* RECORDS SHOWN
>>>>>

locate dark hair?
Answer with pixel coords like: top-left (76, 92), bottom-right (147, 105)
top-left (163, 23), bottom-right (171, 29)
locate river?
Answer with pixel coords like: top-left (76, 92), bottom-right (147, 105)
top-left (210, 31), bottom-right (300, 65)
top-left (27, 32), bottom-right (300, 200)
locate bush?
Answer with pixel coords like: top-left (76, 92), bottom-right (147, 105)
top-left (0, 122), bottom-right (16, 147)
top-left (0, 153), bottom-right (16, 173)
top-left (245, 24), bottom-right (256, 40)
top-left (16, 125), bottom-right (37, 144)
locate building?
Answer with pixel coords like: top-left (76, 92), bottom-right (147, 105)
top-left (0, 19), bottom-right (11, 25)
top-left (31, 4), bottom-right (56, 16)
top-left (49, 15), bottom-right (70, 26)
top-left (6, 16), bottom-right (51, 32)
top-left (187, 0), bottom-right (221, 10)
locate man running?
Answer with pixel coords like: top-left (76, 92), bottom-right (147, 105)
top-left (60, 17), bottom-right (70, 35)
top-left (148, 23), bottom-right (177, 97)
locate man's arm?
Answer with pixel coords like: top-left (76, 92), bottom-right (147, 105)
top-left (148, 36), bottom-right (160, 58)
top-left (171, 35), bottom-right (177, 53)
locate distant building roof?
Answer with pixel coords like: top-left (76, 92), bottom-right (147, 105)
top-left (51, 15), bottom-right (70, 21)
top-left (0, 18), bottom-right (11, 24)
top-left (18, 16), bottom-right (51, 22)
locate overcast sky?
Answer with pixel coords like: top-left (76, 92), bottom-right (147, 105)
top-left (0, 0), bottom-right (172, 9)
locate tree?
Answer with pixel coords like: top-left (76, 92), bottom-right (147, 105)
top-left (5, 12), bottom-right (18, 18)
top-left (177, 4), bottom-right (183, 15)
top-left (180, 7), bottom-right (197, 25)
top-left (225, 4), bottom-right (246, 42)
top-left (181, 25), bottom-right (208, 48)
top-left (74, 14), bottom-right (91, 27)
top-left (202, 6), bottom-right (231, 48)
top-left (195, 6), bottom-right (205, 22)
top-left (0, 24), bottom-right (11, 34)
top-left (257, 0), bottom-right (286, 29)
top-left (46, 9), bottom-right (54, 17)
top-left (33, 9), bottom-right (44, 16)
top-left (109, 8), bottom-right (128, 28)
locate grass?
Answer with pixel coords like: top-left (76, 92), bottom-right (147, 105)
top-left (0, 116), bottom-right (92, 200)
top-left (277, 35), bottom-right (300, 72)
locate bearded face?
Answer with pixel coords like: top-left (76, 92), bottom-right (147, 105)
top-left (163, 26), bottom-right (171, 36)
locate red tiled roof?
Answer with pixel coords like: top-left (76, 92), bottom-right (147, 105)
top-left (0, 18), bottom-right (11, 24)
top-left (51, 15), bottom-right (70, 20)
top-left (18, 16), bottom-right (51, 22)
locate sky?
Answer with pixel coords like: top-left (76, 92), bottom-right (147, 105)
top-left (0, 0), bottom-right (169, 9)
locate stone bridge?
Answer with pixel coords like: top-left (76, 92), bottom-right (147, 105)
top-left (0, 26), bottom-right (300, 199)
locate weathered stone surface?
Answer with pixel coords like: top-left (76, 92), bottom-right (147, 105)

<<<<<

* GIVEN TASK
Replace "locate" with "find" everywhere in the material above, and write it all out again with nothing else changed.

* COMPLETE OUTPUT
find dark hair?
Answer with pixel coords like: top-left (76, 92), bottom-right (147, 105)
top-left (163, 23), bottom-right (171, 29)
find river?
Answer with pixel coords like: top-left (76, 92), bottom-right (147, 105)
top-left (210, 31), bottom-right (300, 65)
top-left (27, 32), bottom-right (300, 200)
find bush?
Answer with pixel coords like: top-left (76, 92), bottom-right (147, 105)
top-left (0, 122), bottom-right (16, 147)
top-left (0, 153), bottom-right (16, 173)
top-left (245, 24), bottom-right (256, 40)
top-left (16, 125), bottom-right (37, 144)
find building?
Answer with pixel coords like: top-left (76, 92), bottom-right (147, 105)
top-left (0, 19), bottom-right (11, 25)
top-left (31, 4), bottom-right (56, 16)
top-left (49, 15), bottom-right (70, 26)
top-left (6, 16), bottom-right (51, 32)
top-left (187, 0), bottom-right (221, 10)
find man running?
Answer with pixel coords like: top-left (76, 92), bottom-right (147, 105)
top-left (60, 17), bottom-right (70, 35)
top-left (148, 23), bottom-right (177, 97)
find man's arm?
Answer with pixel coords like: top-left (76, 92), bottom-right (147, 105)
top-left (148, 36), bottom-right (160, 58)
top-left (171, 35), bottom-right (177, 53)
find distant building roof?
Answer with pixel coords like: top-left (76, 92), bottom-right (147, 105)
top-left (51, 15), bottom-right (70, 21)
top-left (0, 18), bottom-right (11, 24)
top-left (18, 16), bottom-right (51, 22)
find overcast sky?
Answer with pixel coords like: top-left (76, 92), bottom-right (147, 105)
top-left (0, 0), bottom-right (172, 9)
find tree?
Answer with pixel coords like: top-left (76, 92), bottom-right (147, 105)
top-left (5, 12), bottom-right (18, 18)
top-left (177, 4), bottom-right (183, 15)
top-left (180, 7), bottom-right (197, 25)
top-left (225, 4), bottom-right (246, 42)
top-left (181, 25), bottom-right (208, 48)
top-left (74, 14), bottom-right (91, 27)
top-left (202, 6), bottom-right (231, 48)
top-left (195, 6), bottom-right (205, 22)
top-left (0, 24), bottom-right (11, 34)
top-left (257, 0), bottom-right (286, 29)
top-left (46, 9), bottom-right (54, 17)
top-left (33, 9), bottom-right (44, 16)
top-left (109, 8), bottom-right (128, 28)
find grass?
Answer with pixel coords like: top-left (76, 92), bottom-right (147, 105)
top-left (0, 116), bottom-right (92, 200)
top-left (277, 35), bottom-right (300, 72)
find bearded face?
Answer with pixel coords like: top-left (76, 92), bottom-right (147, 105)
top-left (163, 26), bottom-right (171, 36)
find red tiled roof?
Answer with pixel coords like: top-left (76, 92), bottom-right (147, 105)
top-left (0, 18), bottom-right (11, 24)
top-left (51, 15), bottom-right (70, 20)
top-left (18, 16), bottom-right (51, 22)
find sky?
Answer with pixel coords like: top-left (76, 92), bottom-right (147, 105)
top-left (0, 0), bottom-right (169, 9)
find stone bridge?
Answer with pixel coords like: top-left (76, 92), bottom-right (147, 105)
top-left (0, 26), bottom-right (300, 199)
find weathered stone surface?
Answer with pixel coords like: top-left (76, 92), bottom-right (147, 105)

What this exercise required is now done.